What this task involves: Copy the entries below exactly. Images do not belong in the copy.

Referring expression data
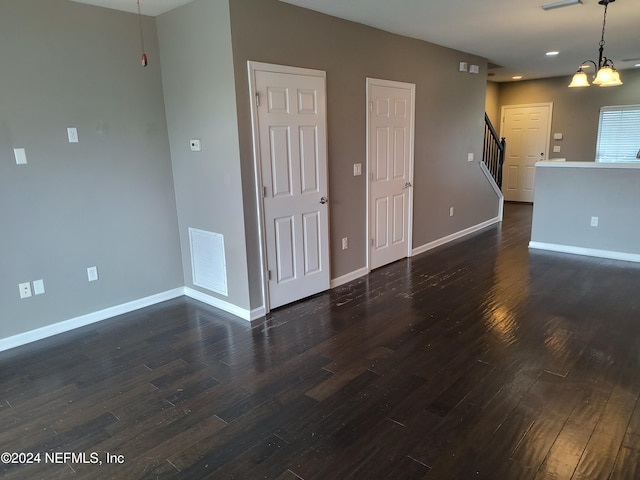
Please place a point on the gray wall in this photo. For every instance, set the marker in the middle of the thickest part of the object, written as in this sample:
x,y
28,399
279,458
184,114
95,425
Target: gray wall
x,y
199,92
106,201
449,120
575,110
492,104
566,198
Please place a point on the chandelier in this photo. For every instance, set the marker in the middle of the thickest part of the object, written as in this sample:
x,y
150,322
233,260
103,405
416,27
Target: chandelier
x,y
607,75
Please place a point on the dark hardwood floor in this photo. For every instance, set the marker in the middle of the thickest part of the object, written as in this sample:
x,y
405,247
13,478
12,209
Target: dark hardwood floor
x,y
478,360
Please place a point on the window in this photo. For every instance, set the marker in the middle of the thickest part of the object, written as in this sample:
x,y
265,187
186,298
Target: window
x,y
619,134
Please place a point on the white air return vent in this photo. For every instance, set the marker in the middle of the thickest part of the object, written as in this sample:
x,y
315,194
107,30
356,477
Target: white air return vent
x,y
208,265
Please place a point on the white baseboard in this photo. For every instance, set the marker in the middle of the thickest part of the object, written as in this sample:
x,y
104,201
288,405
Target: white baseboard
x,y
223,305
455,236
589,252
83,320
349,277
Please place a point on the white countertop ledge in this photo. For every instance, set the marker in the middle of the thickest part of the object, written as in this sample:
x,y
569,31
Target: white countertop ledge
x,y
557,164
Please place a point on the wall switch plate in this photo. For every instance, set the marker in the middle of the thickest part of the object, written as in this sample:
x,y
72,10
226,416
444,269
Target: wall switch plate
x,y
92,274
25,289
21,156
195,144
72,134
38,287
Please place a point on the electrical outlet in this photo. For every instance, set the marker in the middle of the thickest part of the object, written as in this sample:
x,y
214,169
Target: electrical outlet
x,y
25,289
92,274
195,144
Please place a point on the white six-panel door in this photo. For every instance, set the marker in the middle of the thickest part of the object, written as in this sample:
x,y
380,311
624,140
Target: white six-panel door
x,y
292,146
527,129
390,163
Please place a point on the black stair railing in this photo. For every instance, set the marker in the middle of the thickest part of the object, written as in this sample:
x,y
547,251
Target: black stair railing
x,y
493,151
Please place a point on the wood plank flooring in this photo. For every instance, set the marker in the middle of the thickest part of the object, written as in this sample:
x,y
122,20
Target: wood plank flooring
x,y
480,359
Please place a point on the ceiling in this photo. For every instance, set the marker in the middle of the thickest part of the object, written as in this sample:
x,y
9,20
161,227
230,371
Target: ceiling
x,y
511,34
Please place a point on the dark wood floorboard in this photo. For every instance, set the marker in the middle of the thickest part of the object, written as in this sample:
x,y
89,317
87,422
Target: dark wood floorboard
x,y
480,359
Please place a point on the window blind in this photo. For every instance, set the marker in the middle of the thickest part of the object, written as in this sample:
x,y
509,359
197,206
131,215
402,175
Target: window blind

Problem solution:
Please place a point on the gray wall in this photo. For every instance, set the marker in the middle of the thickest part of the object, written as in this sample:
x,y
28,399
279,458
184,114
95,425
Target: gray wall
x,y
199,92
106,201
449,120
575,110
492,104
566,198
Please place a point on the chandelier in this photo. For every instance, set the marker in the middle of the thickest part of the object, written as in this sample:
x,y
150,322
233,260
103,405
416,27
Target: chandelier
x,y
607,75
Please place a point on the dark hardwood floor in this photo. For every instance, set the marker in the middle of the thickest part of the object, written as in this sample:
x,y
405,247
13,478
12,209
Target: dark hardwood floor
x,y
478,360
Please place a point on the window in this photo. For every instance, set the marker in the middle of the thickest part of the object, written as in this sample:
x,y
265,187
186,298
Target: window
x,y
619,134
Please place a point on the white air return vent in this photo. For every instance, set the marker in the middle of the thickest part of the object, written as in this sample:
x,y
315,194
107,30
356,477
Target: white air return vent
x,y
208,265
Please place a point on the white baseboard in this photo. For every instance, set the marker in the middle of the thickest part of the object, written as in this sample:
x,y
104,201
288,405
Target: white baseboard
x,y
223,305
455,236
589,252
83,320
349,277
Please place a point on the white countertop ledge in this photo. For every instance, set the marker in the middle of the thickest part of the object, written as in this sample:
x,y
569,31
Target: white countertop ledge
x,y
557,164
Please place a point on the wall switch plate in this photo. For every instance, set the marker in the middle of the thickest part of the object, written as in this sample:
x,y
72,10
226,416
444,269
Target: wall switch plate
x,y
92,274
25,289
21,156
195,144
72,134
38,287
Please place a point on the electrical outlet in this photo. For every instance, set the marker in the middle of the thickest part of the object, written as in this sample:
x,y
214,169
Target: electrical outlet
x,y
25,289
92,274
195,144
Please place a point on the white six-panel door in this photo. For every instance, set the marker in the middle of the thickest part of the object, written as in this sample:
x,y
380,311
624,140
Target: white six-panel door
x,y
292,146
527,129
390,163
Please place a point on the black stair railing in this photo. For every instance, set the marker in the middle of the thickest part of the object, written as in this sample:
x,y
547,251
Target: black stair railing
x,y
493,151
Please place a point on the wood plank flooring in this photo. For every instance, set the marker in the middle of the thickest part of the object, written as in this sample:
x,y
122,20
Target: wood plank flooring
x,y
480,359
Please place a point on the ceiling in this photo. For every instance, set the marker in the middle of the thickest part of the object, written as in this sample:
x,y
9,20
161,227
230,371
Target: ceiling
x,y
511,34
Please place a point on the dark wood floorboard in this photo. For every instance, set the marker in the middle of the thickest part of the object, written as in this sample:
x,y
89,317
87,422
Target: dark wood floorboard
x,y
480,359
Please place a point on the window blind in this photo. For every instance, set the marker in the middle of the thickest part of the object, written as in this sample:
x,y
509,359
197,206
131,215
402,175
Target: window blind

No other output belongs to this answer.